>> Start Source records

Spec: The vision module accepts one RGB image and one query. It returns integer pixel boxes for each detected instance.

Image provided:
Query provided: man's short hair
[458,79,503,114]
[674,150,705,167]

>> End Source records

__The request__
List each line of the entries that contains the word "provided".

__Solution__
Image provided:
Query provided: man's short hair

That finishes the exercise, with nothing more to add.